→ Texte à lire:
○ ○ ○ ○ ○
Un film de Abderrahmane Sissako avec Aïssa Maïga, Tiécoura Traoré, 2006, Mali, 115 min.
À travers une intrigue aux accents de surréalisme, Abderrahmane Sissako commente lucidement les problèmes sociaux, politiques et économiques de l’Afrique en soulignant le rôle néfaste joué par des institutions telles le Fond Monétaire Internationale et la Banque Mondiale dans la gestion du continent.
Ainsi, dans la cour intérieur d’une maison du Mali qui abrite plusieurs familles, se tient un extraordinaire procès opposant les Africains au FMI et à la Banque Mondiale. Fonctionnant comme un véritable tribunal avec des juges, avocats, toges, témoins, greffiers et caméras, l’assemblée argumente et contre-argumente la responsabilité du nord dans les malheurs du sud.
Autour de cet extraordinaire procès tenu dans le plus commun des lieux, la vie continue normalement. Une chanteuse quitte son mari dépressif. Un mariage est célébré. Un malade meurt faute de soins médicaux. Ces intermèdes permettent d’alléger la lourdeur de la forme du procès tout en exposant le plus simplement possible comment malgré la famine, la pauvreté la corruption et l’exploitation, la vie continue dans le berceau de l’humanité.
À mille lieux des films de Nollywood (Hollywood nigérien) qui constitue le gros de la production cinématographique africaine, cette oeuvre accomplie arrive à jumeler une forme des plus originales à un propos des plus important. Avec son message social et sa narration innovatrice, Bamako rappelle un chef d’oeuvre de chez-nous: Les Ordres de Michel Breault. La musique est savamment utilisée, notamment le rappel, vers la fin du film, d’une mélodie thématique tirée d’un faux western spaghetti mis-en-abîme (mettant en vedette nul autre que Danny Glover!).
○ ○ ○ ○ ○
→ Votre tâche: Traduisez en anglais la phrase « Une chanteuse quitte son mari dépressif. », tirée du texte à lire. Ces lignes n'ont aucun lien avec le texte à lire.

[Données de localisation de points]
○ ○ ○ ○ ○
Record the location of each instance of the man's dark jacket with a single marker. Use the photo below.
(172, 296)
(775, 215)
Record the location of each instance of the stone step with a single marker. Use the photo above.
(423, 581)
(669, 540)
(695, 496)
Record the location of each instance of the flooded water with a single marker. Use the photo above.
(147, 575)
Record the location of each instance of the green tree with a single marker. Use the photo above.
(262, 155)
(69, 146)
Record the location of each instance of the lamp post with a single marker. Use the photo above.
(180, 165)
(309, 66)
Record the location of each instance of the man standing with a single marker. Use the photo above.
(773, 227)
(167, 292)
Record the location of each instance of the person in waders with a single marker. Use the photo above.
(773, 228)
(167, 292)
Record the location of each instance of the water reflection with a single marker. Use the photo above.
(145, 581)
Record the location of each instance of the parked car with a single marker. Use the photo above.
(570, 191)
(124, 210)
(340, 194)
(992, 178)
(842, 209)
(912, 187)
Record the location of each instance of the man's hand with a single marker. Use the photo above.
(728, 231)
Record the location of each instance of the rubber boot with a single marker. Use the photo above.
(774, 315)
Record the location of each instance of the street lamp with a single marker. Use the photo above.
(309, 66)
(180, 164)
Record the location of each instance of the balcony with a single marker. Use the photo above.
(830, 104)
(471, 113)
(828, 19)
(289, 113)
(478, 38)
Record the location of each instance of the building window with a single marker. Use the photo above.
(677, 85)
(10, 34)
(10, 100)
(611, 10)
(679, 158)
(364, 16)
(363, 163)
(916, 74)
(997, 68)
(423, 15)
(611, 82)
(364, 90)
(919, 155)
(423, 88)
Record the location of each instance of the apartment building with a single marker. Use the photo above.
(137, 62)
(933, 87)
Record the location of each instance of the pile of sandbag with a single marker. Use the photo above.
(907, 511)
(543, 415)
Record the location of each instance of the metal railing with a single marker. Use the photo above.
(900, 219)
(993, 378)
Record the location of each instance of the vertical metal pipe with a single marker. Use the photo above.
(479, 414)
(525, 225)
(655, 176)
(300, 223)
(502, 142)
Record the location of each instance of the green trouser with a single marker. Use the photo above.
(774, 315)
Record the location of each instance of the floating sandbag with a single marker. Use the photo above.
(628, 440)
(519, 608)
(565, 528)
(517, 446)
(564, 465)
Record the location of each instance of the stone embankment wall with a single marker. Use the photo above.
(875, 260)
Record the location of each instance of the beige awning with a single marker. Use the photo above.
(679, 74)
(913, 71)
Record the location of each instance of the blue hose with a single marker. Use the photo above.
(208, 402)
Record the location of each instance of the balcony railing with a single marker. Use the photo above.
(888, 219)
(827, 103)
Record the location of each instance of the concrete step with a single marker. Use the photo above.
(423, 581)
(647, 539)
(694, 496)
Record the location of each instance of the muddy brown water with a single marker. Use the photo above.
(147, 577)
○ ○ ○ ○ ○
→ Corrigé: A singer leaves her depressed husband.